Top of Material to process

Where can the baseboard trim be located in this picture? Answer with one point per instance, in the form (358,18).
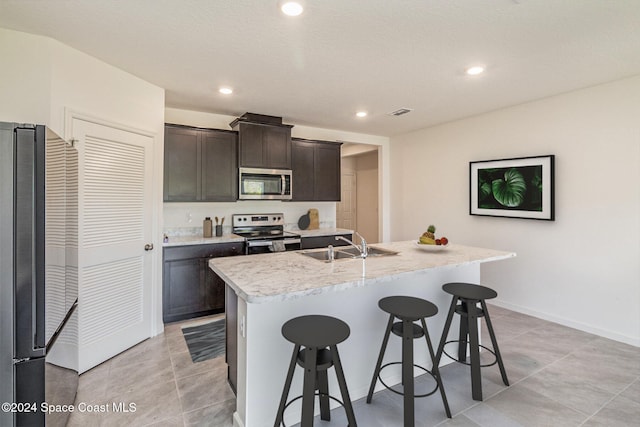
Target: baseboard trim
(634,341)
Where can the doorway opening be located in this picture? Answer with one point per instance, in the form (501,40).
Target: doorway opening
(358,208)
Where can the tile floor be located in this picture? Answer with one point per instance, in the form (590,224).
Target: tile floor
(559,377)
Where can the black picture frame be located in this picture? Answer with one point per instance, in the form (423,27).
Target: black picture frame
(521,187)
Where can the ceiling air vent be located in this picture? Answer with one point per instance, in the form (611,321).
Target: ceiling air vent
(400,112)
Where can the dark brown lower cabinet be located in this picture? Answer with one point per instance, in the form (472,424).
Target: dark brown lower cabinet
(189,287)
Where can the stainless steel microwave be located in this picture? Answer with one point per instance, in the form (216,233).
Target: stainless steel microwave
(264,184)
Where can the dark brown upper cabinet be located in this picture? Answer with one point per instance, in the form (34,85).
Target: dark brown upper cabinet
(264,142)
(316,170)
(200,165)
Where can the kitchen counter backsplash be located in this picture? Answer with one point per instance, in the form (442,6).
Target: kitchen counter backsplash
(183,236)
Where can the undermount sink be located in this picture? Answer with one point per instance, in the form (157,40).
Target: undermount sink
(346,253)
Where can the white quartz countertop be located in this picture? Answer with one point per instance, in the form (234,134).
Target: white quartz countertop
(199,240)
(228,238)
(288,275)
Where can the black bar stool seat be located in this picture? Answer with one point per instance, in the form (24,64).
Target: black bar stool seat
(315,339)
(469,295)
(408,310)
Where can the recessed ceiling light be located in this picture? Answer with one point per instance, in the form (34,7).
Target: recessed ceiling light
(475,70)
(291,8)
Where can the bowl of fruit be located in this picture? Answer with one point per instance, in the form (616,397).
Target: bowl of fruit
(429,242)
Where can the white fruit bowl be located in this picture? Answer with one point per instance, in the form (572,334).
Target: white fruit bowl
(431,248)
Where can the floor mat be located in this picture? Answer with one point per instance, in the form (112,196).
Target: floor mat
(205,341)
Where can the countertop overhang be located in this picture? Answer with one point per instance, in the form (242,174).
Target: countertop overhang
(288,275)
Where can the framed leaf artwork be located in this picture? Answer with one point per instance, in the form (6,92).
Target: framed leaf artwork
(516,188)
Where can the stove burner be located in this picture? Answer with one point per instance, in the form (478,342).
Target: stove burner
(260,230)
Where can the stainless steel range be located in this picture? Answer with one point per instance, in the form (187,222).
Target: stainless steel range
(264,233)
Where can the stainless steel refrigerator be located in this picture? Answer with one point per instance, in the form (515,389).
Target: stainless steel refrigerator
(38,275)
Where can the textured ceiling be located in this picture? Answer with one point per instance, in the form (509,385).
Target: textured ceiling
(341,56)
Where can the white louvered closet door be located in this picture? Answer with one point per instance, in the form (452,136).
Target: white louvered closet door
(115,213)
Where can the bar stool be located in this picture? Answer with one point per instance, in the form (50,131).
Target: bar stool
(315,340)
(408,310)
(469,296)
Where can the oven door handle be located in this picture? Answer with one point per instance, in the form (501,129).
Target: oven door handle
(256,243)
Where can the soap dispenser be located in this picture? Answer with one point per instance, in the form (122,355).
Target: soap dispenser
(207,227)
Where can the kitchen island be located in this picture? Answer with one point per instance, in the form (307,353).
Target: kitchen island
(270,289)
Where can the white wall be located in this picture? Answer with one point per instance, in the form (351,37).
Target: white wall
(367,198)
(583,269)
(24,77)
(186,218)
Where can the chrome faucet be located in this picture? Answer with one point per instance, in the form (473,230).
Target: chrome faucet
(363,244)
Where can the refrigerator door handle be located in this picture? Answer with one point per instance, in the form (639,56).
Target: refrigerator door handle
(29,243)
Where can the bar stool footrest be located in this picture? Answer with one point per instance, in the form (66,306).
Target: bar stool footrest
(444,351)
(317,393)
(402,394)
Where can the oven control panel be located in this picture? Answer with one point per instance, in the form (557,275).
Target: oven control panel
(252,220)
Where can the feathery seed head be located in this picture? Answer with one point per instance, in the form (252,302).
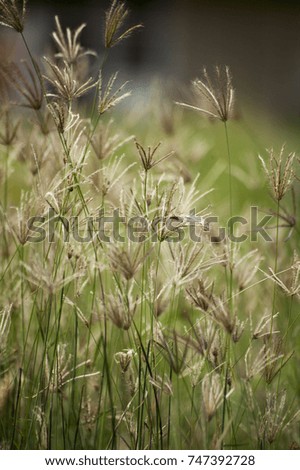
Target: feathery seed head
(12,15)
(216,94)
(70,49)
(65,83)
(114,20)
(147,156)
(279,171)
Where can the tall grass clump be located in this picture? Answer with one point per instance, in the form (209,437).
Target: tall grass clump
(149,299)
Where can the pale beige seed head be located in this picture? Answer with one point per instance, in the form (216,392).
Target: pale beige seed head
(12,15)
(64,82)
(279,171)
(69,47)
(215,93)
(114,20)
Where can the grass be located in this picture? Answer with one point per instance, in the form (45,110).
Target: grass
(127,319)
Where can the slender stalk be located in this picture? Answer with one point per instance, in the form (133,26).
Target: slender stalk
(230,290)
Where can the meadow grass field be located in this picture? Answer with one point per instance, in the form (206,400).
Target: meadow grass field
(149,269)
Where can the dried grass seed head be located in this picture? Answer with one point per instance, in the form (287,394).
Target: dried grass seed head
(114,20)
(12,14)
(216,94)
(70,49)
(65,83)
(279,171)
(147,156)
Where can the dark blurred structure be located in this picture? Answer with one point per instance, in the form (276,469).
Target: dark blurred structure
(259,40)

Bottom of Material to process

_What to work on_:
Could you write out the records exactly while omitting every picture?

_Solved exercise_:
Where can the baseboard trim be located in this picture? Answer with one point per instance, in the form (358,18).
Target: baseboard trim
(634,341)
Where can the doorway opening be located in this picture? Answer with one point per instance, in the form (501,40).
Target: doorway opening
(358,208)
Where can the tile floor be located in this picture? Answer with one point per instance, in the form (590,224).
Target: tile floor
(559,377)
Where can the black picture frame be located in this picture? Answer with one point per instance, in the form (423,27).
Target: black picture frame
(521,187)
Where can the ceiling air vent be located in this picture? Answer with one point per instance, in the form (611,321).
Target: ceiling air vent
(400,112)
Where can the dark brown lower cabinet be located in this picture? Answer with one point per instance, in the form (472,424).
Target: dark brown lower cabinet
(189,287)
Where can the stainless steel microwave be located in this picture? Answer with one point per instance, in the form (216,233).
Target: stainless steel microwave
(264,184)
Where can the dark brown upper cabinet be located in this picture? Answer with one point per instance, in the form (34,85).
Target: dark brown upper cabinet
(264,142)
(316,170)
(200,165)
Where can the kitchen counter backsplash be located in this picture? Answer with one point per instance, in the form (442,6).
Target: kitchen counter backsplash
(183,236)
Where can the undermount sink be located in this picture? Answer with one point per instance, in the form (157,40).
Target: undermount sink
(346,253)
Where can the white quartz countertop be located in this picture? Answer with one point per instance, in the form (234,134).
Target: white quartz countertop
(199,240)
(228,238)
(288,275)
Where can the black bar stool seat be located in this picture? Answer with one point per instance, in the form (24,64).
Target: black bar stool seat
(315,339)
(469,295)
(408,310)
Where can the recessed ceiling light be located in this picture? Answer with one point per instance, in the form (34,7).
Target: recessed ceiling light
(475,70)
(291,8)
Where can the bowl of fruit be located in this picture? Answer with one point per instance, in the form (616,397).
Target: bowl of fruit
(429,242)
Where can the white fruit bowl be located in this picture? Answer with one point per instance, in the form (572,334).
Target: white fruit bowl
(431,248)
Where can the floor mat be located in this picture? Answer with one point per instance, in the form (112,196).
Target: floor mat
(205,341)
Where can the countertop overhang be located in this picture? Answer with one point per instance, in the form (242,174).
Target: countertop overhang
(288,275)
Where can the framed leaf artwork be located in this picture? Answer with one point per instance, in the form (6,92).
Target: framed leaf artwork
(516,188)
Where can the stove burner be located in this picture? Answer with one point per instance, in the form (478,342).
Target: stove burner
(260,230)
Where can the stainless steel range be located in this picture? Answer with one point per instance, in the form (187,222).
Target: stainless steel range
(264,233)
Where can the stainless steel refrigerator be located in this picture? Answer with one point per instance, in the form (515,389).
Target: stainless steel refrigerator
(38,275)
Where can the textured ceiling be located in this picture? Answer with one point per instance, in the form (509,385).
Target: textured ceiling
(341,56)
Where can the white louvered closet door be located in this picture? Answer with one point per instance, in the form (452,136).
Target: white louvered closet door
(115,213)
Where can the bar stool be located in this picture? Answer with one point per instance, in the form (50,131).
Target: bar stool
(315,340)
(408,310)
(469,296)
Where can the oven door handle be located in this picture? Answer with one point per instance, in the form (501,129).
Target: oven door handle
(256,243)
Where can the soap dispenser be located in this picture? Answer with one point per instance, in the form (122,355).
Target: soap dispenser
(207,227)
Where can the kitchen island be located in this picture? Answer with one point per instance, in the form (307,353).
Target: kitchen island
(270,289)
Where can the white wall be located in this picture? Answer with one point per instance, in the form (351,37).
Target: white wall
(367,198)
(583,269)
(24,77)
(186,218)
Where can the chrome faucet be located in this picture? Answer with one point per instance, in the form (473,230).
Target: chrome faucet
(363,244)
Where can the refrigerator door handle be located in this picture? Answer with one point per instance, in the form (639,56).
Target: refrigerator door handle
(29,243)
Where can the bar stool footrest be located in this picture? Answer with one point per instance, in the form (66,306).
Target: bar stool footrest
(444,351)
(317,393)
(402,394)
Where can the oven control panel be located in this picture? Answer with one point per instance, in the form (557,275).
Target: oven control panel
(252,220)
Where can the feathery seed head be located in this picture? Answer with one point per instance, in the form (252,302).
Target: feathery seed head
(12,15)
(216,94)
(70,49)
(65,83)
(114,20)
(147,156)
(279,171)
Where can the tall grass clump be located in this picture? Answer with one point per instance, in the form (209,437).
Target: tall grass clump
(149,299)
Where can the pale beige seed head be located in this picture? Answer with one point per instance, in the form (216,392).
Target: pale beige seed head
(12,15)
(64,82)
(279,171)
(69,47)
(215,93)
(114,20)
Where can the grass be located in this picture? Answer with one point per instance, in the form (45,110).
Target: grass
(127,319)
Where can the slender stalk be located in this picture? Answer with one point per instance, in the form (133,26).
Target: slender stalk
(230,290)
Where can the meadow grass field be located in this picture? Answer with one point per instance, in the form (206,400).
Target: meadow grass field
(149,269)
Where can the dried grass seed head be located in this picture? Answer with one point per instance, in the form (287,394).
Target: dried grass seed head
(114,20)
(12,14)
(216,94)
(70,49)
(65,83)
(279,171)
(147,156)
Where can the dark blurred structure be located in this picture? Answer with one point per instance, in the form (276,469).
Target: dark blurred structure
(259,40)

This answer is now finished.